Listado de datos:
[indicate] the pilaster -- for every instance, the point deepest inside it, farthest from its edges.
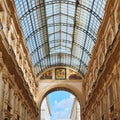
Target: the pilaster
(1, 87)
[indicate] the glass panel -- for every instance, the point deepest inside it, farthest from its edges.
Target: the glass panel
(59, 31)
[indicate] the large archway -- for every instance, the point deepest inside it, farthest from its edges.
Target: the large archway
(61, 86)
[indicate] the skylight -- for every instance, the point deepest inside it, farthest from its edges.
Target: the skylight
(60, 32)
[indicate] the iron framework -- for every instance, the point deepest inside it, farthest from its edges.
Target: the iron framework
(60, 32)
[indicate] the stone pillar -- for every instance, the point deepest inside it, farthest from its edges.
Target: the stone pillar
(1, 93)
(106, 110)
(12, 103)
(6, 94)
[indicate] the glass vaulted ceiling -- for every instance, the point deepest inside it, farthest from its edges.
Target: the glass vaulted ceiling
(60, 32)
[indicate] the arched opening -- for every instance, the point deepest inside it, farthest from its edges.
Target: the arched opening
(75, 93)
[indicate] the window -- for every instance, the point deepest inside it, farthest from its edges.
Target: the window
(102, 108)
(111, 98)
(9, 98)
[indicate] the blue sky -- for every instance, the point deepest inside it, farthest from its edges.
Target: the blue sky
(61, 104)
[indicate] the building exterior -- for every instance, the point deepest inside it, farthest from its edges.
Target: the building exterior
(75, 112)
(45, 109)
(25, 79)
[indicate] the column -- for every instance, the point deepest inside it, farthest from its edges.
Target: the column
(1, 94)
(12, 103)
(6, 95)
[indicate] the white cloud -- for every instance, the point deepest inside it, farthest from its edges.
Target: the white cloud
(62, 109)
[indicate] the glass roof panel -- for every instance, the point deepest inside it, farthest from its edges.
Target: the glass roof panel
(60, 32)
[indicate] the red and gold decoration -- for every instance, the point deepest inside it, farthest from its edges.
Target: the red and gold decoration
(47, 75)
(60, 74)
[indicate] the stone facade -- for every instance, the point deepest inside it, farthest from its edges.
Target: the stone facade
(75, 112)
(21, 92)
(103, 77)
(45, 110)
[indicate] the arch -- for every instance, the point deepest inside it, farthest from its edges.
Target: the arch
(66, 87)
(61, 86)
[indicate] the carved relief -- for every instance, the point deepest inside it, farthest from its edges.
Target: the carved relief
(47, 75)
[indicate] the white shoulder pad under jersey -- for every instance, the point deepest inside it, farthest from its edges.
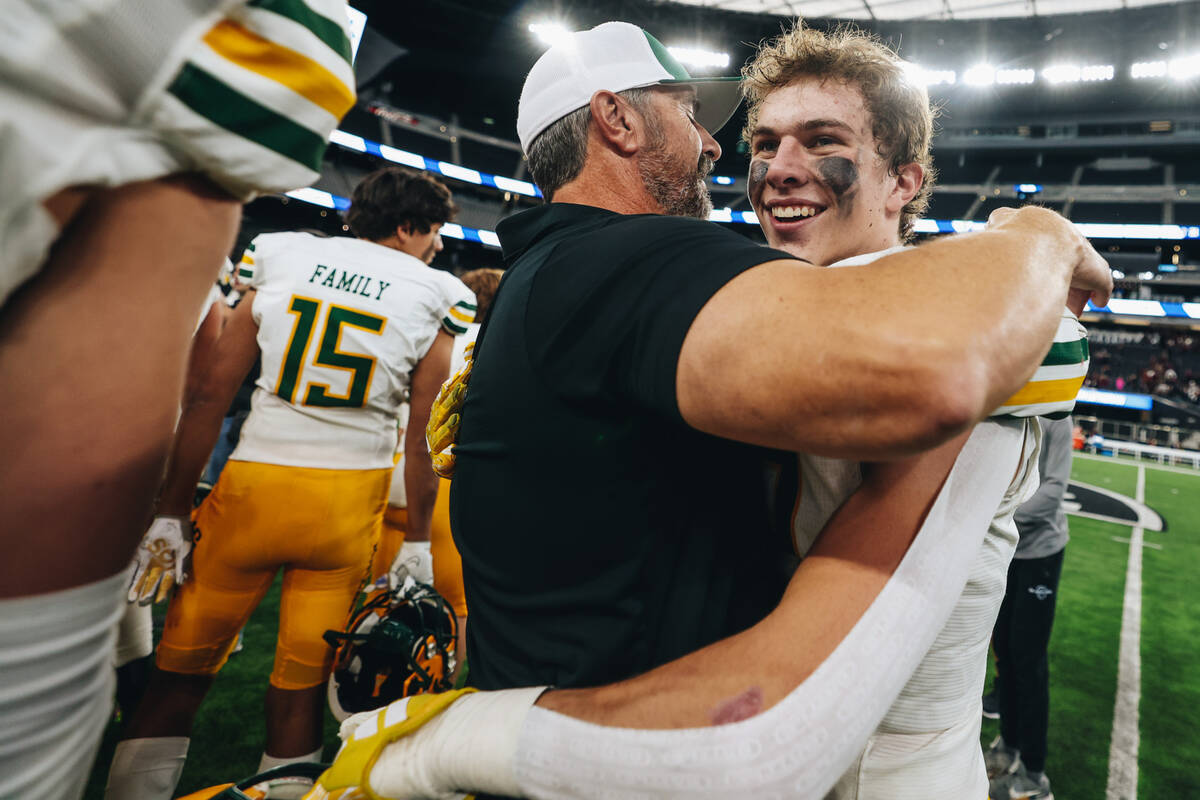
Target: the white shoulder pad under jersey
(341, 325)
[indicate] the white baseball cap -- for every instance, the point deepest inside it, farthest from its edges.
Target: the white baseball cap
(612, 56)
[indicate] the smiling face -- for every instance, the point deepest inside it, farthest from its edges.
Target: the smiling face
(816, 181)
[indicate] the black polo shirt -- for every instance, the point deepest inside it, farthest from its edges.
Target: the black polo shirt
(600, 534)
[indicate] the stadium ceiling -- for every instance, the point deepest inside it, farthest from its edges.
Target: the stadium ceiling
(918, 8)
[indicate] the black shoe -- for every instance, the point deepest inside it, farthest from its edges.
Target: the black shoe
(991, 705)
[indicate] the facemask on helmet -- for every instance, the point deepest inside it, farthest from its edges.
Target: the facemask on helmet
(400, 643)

--

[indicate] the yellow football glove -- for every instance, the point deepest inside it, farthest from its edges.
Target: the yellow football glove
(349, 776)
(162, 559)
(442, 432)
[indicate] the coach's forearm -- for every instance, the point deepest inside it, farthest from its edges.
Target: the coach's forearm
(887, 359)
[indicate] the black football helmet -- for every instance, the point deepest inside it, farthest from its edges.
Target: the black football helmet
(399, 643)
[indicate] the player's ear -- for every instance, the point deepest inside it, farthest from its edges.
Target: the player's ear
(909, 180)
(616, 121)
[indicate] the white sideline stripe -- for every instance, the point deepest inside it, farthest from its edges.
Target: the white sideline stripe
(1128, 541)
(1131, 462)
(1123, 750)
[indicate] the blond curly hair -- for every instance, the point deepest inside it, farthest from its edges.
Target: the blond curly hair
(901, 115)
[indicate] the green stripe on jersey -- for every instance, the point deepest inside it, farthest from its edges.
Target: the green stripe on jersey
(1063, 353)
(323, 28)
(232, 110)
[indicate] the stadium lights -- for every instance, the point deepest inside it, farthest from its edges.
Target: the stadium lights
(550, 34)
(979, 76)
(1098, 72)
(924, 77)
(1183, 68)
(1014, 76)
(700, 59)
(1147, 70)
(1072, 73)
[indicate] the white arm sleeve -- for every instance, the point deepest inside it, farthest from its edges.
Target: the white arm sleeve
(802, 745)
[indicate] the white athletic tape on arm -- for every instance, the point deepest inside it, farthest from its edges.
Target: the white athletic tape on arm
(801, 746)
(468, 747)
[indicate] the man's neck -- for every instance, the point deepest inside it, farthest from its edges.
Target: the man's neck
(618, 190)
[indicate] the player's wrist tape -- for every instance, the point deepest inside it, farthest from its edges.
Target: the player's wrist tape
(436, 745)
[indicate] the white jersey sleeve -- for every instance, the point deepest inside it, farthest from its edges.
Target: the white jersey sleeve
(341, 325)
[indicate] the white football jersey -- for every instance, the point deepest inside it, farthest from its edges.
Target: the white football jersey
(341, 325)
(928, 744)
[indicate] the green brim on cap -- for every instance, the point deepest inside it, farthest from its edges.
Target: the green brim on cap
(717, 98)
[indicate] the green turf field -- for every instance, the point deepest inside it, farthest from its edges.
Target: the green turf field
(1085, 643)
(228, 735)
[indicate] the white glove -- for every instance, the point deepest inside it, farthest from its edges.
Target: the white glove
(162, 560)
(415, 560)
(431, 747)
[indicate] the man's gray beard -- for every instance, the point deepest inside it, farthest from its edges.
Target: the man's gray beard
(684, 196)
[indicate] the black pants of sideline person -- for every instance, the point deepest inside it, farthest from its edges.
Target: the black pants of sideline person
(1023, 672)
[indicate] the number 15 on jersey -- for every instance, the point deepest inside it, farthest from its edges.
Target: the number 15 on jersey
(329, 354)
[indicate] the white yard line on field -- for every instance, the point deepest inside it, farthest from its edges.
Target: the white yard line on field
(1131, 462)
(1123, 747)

*OBJETIVO DEL EJERCICIO*
Cuenta cuántas líneas de los registros anteriores contienen la palabra "athletic" y escribe únicamente ese número.

*RESULTADO DEL EJERCICIO*
2